WRITTEN EXERCISE:
Repeat exactly, and only, the lines from the one containing "[locate] beet plant" through the end of the records.

[Records from a dataset]
──────────

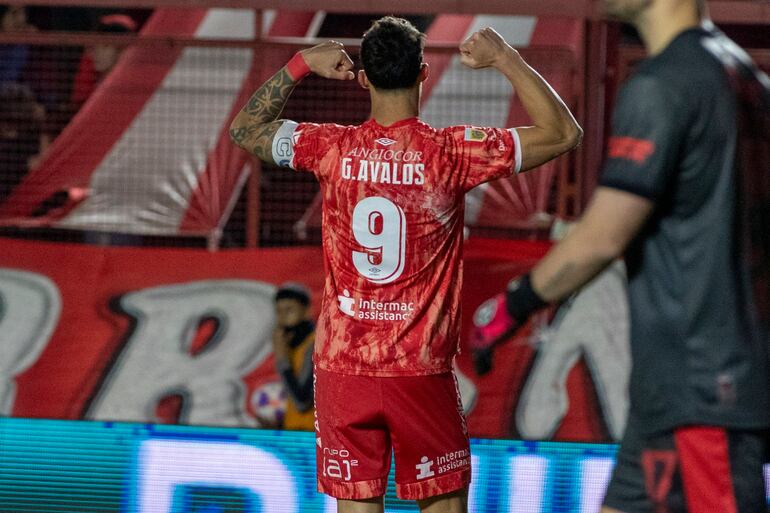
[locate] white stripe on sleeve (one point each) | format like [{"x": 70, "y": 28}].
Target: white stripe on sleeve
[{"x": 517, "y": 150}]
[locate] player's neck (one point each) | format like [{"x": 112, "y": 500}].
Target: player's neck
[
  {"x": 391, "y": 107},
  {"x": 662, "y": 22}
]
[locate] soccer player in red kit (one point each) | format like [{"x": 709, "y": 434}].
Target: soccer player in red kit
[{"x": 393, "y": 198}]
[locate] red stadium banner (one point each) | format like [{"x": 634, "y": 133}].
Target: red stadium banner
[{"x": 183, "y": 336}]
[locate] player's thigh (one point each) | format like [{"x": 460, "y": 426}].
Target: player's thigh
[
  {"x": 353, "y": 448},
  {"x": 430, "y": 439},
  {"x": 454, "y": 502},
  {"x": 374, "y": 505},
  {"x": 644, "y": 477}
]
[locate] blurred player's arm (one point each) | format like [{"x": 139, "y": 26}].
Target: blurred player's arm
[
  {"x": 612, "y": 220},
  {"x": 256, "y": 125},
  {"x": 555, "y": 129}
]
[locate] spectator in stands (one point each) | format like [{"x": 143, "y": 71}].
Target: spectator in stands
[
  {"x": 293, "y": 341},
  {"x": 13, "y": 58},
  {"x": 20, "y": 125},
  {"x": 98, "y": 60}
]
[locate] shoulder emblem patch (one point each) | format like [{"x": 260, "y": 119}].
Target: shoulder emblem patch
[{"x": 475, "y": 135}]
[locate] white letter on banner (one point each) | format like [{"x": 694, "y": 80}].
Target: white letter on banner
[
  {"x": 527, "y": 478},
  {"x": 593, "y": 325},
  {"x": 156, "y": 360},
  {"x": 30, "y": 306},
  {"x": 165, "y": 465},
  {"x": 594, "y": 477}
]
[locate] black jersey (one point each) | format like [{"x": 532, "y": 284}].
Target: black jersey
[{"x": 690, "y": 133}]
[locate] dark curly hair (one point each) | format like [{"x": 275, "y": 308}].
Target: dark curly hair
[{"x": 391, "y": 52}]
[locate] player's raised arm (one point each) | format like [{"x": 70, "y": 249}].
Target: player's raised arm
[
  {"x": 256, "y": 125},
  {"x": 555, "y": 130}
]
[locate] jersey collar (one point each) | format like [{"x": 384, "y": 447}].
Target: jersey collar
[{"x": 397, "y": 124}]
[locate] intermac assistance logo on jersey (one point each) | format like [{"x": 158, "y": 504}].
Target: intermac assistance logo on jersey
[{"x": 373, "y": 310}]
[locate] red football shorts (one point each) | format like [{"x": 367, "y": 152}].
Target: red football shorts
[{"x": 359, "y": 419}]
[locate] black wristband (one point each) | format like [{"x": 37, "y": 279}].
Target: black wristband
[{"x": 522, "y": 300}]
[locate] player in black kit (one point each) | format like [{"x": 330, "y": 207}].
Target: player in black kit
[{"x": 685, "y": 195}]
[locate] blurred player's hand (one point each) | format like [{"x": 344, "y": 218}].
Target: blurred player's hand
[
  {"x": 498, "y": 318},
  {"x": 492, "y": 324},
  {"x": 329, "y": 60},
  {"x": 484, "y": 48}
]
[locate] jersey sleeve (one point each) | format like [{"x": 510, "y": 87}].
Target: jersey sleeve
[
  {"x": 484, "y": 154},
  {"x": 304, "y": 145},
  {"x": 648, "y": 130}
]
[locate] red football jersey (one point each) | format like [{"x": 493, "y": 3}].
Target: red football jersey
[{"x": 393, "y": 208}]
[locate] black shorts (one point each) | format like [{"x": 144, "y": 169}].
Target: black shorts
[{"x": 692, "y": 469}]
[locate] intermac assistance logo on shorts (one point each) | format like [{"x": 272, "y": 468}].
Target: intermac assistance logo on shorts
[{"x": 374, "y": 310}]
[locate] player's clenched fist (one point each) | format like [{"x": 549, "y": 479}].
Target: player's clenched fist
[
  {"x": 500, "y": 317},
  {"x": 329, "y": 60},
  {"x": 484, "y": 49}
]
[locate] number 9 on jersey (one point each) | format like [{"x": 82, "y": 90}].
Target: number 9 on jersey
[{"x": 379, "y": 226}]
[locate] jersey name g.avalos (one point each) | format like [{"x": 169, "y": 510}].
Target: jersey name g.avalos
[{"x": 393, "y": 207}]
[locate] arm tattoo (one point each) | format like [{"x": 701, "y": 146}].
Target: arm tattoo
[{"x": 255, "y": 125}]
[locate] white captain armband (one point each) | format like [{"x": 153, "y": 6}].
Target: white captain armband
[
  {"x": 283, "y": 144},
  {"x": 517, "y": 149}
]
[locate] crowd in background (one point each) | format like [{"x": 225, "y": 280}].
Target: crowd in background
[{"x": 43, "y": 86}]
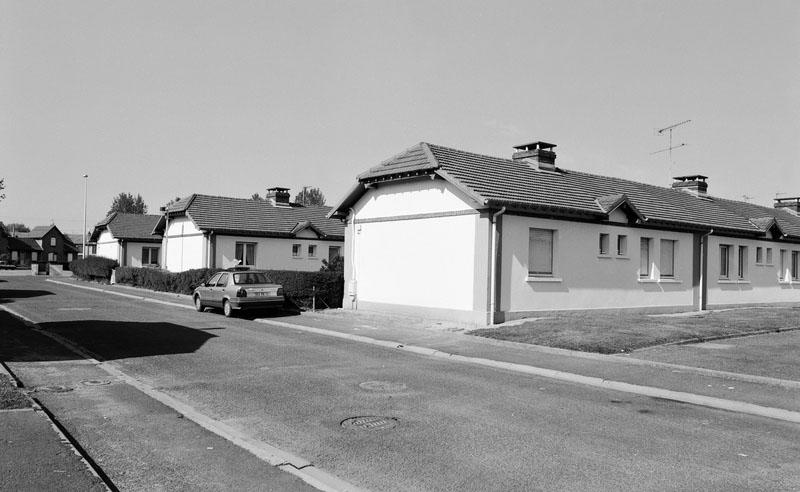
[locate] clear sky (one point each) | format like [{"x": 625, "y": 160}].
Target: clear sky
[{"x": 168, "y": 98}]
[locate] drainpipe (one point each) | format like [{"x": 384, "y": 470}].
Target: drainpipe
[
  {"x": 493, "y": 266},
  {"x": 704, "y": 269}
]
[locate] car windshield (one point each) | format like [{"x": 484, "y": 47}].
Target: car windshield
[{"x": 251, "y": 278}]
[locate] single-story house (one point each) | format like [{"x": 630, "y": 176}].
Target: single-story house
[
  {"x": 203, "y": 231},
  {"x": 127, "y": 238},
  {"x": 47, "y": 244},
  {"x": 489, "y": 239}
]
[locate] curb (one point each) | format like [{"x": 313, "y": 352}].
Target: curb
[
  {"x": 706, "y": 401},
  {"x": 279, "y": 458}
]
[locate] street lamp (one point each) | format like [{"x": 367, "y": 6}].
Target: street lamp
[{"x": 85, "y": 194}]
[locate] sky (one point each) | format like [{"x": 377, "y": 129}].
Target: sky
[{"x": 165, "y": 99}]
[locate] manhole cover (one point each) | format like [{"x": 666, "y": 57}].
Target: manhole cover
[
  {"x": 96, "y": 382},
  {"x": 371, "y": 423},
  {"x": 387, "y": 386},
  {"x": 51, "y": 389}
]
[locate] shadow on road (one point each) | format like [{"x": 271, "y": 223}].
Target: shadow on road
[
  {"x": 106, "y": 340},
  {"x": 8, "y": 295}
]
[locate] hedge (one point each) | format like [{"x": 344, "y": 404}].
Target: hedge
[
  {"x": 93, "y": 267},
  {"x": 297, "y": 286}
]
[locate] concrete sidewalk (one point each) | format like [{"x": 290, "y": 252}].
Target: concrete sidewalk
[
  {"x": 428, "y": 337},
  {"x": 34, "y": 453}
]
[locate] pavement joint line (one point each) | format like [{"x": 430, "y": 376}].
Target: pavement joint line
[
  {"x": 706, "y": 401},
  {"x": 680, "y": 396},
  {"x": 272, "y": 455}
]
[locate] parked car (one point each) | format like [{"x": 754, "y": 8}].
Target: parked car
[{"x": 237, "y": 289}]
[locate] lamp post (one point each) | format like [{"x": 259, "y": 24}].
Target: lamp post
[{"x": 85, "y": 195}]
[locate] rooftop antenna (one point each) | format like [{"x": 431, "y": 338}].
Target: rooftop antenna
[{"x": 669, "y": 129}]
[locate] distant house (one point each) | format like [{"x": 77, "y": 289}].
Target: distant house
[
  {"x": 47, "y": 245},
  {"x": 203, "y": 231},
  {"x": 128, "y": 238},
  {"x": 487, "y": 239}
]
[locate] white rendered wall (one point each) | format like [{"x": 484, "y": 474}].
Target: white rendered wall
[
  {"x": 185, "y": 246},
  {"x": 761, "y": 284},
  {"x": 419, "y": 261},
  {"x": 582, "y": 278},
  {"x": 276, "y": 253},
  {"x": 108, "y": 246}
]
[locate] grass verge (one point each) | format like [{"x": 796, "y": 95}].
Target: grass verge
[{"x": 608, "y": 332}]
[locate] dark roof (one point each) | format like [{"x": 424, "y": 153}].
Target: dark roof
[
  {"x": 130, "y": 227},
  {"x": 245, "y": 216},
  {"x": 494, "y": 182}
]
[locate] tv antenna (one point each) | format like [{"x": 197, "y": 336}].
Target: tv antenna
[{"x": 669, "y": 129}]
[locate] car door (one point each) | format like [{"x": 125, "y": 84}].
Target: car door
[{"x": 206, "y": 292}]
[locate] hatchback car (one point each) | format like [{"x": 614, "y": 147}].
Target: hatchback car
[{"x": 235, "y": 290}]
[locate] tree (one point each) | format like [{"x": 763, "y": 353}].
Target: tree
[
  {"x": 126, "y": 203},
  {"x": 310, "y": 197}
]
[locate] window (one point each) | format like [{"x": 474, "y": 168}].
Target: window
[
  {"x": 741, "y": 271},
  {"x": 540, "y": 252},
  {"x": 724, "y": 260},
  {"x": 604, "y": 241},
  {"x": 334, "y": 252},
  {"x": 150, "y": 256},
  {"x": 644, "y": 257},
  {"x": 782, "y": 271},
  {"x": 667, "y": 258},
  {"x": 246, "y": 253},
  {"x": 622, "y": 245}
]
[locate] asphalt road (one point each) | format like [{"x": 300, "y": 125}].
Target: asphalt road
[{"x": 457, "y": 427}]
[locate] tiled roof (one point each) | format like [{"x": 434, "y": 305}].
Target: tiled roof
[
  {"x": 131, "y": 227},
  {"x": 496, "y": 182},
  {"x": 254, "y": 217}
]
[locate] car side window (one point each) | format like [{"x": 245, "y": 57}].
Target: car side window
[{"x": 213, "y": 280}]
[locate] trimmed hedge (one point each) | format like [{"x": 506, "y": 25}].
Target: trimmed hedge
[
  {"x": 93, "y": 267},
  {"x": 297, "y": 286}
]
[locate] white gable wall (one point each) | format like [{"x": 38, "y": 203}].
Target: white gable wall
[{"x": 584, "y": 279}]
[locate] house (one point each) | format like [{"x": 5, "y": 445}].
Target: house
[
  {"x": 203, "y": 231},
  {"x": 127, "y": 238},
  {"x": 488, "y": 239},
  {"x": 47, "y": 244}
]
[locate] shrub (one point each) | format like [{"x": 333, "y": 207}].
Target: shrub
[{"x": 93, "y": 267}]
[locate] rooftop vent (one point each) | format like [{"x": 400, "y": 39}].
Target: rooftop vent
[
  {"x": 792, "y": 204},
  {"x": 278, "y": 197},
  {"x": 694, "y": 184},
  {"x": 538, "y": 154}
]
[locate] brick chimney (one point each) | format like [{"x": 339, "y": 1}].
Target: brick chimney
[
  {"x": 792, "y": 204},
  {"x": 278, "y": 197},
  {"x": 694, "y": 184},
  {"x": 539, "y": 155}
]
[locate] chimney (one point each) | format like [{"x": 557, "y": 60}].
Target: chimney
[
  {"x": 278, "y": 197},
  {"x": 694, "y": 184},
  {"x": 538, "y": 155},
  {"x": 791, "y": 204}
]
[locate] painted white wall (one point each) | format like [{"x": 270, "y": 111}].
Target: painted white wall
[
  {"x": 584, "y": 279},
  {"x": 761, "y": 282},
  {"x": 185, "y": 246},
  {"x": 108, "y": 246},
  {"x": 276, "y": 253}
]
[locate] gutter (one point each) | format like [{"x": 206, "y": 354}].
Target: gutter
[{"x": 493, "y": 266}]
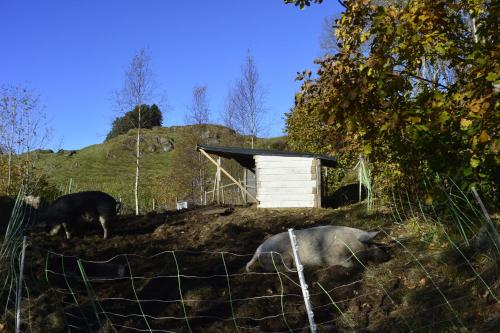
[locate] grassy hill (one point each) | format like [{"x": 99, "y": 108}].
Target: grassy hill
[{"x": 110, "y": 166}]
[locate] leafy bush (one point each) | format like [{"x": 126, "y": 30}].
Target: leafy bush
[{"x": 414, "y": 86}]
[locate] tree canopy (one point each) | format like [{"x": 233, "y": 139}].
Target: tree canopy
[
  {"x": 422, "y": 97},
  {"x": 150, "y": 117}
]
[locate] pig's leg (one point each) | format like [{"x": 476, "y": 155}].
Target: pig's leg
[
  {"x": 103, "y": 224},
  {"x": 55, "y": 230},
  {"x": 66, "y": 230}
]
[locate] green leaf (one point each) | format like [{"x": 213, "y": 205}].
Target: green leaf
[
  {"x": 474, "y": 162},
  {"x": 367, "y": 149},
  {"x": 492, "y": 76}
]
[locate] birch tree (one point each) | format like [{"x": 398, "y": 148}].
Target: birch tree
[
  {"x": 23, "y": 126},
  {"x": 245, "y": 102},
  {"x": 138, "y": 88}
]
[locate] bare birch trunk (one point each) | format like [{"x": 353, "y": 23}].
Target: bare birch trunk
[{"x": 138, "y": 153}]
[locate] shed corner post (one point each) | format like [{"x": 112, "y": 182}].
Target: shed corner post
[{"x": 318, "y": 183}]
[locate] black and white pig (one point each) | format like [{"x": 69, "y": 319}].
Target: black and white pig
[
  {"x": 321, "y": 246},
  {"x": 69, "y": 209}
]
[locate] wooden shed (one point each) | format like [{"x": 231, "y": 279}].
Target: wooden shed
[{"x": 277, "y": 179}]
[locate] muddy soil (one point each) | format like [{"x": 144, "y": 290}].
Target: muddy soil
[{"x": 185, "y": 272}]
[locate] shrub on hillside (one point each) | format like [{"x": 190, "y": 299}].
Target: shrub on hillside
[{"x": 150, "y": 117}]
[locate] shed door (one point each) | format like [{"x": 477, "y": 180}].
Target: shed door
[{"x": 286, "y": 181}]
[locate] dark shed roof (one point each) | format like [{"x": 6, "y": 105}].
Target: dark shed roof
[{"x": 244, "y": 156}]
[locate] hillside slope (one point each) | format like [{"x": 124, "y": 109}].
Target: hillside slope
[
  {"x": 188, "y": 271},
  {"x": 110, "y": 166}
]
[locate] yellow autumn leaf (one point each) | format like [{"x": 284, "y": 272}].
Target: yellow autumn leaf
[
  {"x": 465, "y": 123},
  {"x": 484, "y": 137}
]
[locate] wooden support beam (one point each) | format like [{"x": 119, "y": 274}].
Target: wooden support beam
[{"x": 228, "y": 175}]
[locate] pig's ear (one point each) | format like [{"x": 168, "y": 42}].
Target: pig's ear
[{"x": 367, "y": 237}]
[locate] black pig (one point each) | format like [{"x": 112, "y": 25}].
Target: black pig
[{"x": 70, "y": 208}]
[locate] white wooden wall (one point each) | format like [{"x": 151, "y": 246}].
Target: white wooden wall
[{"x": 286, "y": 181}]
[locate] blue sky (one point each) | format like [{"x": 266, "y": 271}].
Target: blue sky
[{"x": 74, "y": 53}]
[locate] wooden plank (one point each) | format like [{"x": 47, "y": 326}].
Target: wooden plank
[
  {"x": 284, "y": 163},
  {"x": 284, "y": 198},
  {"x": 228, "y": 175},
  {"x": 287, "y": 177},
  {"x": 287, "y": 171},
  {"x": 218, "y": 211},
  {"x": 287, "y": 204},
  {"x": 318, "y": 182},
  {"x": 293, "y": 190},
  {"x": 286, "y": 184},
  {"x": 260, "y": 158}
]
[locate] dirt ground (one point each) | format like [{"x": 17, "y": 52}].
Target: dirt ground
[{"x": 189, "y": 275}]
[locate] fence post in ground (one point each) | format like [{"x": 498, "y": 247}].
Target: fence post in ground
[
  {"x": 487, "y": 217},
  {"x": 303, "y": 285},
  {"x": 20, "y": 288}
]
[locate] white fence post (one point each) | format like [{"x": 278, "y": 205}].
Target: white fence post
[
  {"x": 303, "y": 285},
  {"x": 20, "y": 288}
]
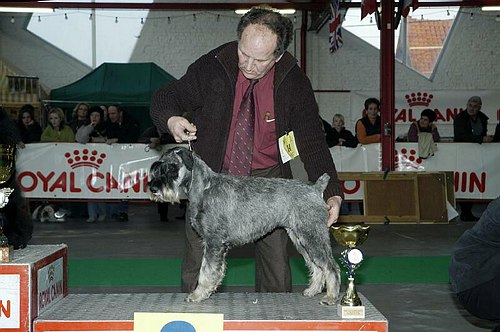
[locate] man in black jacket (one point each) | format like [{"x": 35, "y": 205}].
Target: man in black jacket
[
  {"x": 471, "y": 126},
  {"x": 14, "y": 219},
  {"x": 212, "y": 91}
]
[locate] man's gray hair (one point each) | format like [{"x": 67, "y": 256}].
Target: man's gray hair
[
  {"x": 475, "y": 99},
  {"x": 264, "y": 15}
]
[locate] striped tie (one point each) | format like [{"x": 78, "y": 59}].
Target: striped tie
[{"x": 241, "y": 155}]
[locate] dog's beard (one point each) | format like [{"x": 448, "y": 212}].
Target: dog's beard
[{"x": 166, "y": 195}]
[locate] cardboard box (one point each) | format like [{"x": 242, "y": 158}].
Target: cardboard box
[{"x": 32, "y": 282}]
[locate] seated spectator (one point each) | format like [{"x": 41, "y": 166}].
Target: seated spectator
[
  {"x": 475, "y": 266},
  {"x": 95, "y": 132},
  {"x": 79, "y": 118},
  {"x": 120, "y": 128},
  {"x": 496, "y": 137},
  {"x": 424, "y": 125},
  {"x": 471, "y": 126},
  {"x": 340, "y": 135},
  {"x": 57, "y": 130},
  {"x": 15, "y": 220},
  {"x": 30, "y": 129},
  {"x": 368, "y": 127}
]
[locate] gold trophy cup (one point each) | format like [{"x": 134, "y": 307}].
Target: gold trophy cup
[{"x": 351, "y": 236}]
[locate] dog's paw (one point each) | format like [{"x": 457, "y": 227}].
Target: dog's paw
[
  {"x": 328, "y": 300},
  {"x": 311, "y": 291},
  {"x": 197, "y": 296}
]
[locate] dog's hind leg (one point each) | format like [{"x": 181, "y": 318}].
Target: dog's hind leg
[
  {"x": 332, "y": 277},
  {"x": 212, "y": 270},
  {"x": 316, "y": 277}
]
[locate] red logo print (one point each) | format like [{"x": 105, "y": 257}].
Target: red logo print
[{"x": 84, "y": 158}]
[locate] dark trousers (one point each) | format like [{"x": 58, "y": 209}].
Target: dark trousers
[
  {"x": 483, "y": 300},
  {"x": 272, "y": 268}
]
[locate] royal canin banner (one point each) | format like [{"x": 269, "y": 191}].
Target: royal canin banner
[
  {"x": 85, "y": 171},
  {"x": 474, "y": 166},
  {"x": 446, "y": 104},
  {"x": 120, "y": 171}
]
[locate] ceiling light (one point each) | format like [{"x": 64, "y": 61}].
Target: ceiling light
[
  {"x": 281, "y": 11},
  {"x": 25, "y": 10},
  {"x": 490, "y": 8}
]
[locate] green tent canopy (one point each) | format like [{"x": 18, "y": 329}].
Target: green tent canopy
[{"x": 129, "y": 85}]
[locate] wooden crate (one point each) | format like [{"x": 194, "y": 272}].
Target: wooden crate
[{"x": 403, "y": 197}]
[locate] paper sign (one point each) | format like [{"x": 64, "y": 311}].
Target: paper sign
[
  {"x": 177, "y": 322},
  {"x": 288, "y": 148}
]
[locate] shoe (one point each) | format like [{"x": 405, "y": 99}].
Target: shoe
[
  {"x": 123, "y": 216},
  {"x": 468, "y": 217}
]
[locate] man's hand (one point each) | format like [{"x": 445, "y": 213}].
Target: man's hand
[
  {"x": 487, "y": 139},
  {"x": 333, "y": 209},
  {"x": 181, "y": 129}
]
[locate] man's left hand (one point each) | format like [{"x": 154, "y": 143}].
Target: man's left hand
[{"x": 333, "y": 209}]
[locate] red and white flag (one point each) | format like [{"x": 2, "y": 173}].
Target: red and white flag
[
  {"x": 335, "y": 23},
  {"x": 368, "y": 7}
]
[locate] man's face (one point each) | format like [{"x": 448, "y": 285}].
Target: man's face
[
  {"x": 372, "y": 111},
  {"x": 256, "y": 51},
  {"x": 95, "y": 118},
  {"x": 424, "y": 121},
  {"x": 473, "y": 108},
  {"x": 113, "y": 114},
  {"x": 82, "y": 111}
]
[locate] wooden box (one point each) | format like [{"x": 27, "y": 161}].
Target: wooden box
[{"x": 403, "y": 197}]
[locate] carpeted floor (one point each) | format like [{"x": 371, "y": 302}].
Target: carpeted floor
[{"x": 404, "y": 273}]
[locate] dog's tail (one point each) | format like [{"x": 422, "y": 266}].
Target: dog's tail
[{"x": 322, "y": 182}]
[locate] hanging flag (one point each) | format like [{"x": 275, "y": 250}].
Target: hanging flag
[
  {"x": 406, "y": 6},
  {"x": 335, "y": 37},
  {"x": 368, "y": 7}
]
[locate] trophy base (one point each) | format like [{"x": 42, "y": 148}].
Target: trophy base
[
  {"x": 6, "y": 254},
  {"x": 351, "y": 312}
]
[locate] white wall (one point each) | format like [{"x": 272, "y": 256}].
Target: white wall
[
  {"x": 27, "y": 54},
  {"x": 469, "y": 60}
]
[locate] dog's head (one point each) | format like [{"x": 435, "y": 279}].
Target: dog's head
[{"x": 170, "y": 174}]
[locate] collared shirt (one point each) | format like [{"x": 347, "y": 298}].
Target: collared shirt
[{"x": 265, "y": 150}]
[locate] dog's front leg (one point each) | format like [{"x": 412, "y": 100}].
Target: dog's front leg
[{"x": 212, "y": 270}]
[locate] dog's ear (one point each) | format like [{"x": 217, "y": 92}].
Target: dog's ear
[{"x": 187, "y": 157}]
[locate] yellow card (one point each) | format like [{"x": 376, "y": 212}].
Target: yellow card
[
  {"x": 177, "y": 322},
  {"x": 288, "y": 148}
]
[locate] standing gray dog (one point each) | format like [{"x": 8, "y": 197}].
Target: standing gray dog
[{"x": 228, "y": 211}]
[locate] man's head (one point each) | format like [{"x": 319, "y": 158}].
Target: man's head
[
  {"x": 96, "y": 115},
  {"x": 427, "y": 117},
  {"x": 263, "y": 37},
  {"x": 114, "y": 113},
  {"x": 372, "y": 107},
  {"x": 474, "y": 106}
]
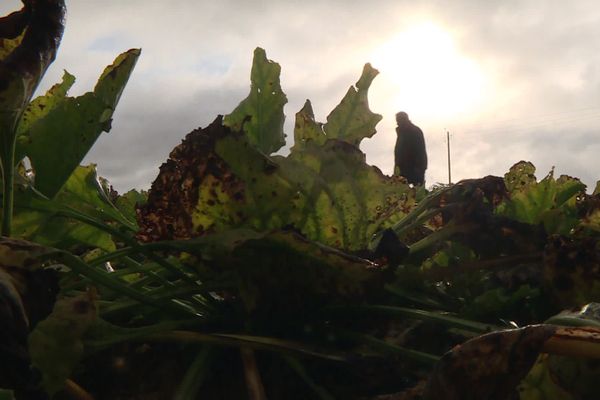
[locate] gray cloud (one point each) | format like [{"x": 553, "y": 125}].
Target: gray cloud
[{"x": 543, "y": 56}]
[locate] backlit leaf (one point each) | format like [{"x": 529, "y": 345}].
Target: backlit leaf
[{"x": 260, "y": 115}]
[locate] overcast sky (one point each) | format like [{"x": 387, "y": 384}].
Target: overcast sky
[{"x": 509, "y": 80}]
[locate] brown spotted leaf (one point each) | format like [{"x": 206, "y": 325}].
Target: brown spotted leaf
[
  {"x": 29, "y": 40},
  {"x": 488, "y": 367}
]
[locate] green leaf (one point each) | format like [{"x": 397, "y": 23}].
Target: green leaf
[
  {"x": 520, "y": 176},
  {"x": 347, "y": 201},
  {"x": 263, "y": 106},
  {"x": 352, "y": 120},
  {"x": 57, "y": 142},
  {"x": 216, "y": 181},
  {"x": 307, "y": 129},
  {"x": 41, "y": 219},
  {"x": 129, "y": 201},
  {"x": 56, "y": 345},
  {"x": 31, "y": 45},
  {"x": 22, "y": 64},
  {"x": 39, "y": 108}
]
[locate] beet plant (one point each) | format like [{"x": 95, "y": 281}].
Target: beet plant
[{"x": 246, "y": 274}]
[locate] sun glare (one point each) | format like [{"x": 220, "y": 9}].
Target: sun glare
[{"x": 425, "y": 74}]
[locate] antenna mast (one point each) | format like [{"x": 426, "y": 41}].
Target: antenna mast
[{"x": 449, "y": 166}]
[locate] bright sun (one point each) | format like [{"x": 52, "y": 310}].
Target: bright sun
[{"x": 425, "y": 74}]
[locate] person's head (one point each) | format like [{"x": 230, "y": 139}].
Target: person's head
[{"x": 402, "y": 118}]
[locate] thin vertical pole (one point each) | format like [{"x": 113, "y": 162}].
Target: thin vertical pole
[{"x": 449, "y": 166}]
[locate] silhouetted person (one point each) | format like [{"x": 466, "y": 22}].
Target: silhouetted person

──────────

WRITTEN RESPONSE:
[locate] beet plant (one point each) | format like [{"x": 95, "y": 281}].
Target: beet plant
[{"x": 246, "y": 274}]
[locate] sun glare (one point each) | format like [{"x": 220, "y": 9}].
Target: sun glare
[{"x": 425, "y": 74}]
[locate] antenna mast (one point each) | format like [{"x": 426, "y": 41}].
Target: antenna mast
[{"x": 449, "y": 166}]
[locate] bright sun (one point each) | format like [{"x": 52, "y": 310}].
Target: bright sun
[{"x": 425, "y": 74}]
[locate] person's head (one point each) | format like [{"x": 230, "y": 139}].
Target: person's head
[{"x": 402, "y": 118}]
[locate] thin vertical pole (one point each) | format like [{"x": 113, "y": 162}].
Target: thin vertical pole
[{"x": 449, "y": 166}]
[locate] silhouetted person (one point each) | format like [{"x": 466, "y": 22}].
Target: silhouetted person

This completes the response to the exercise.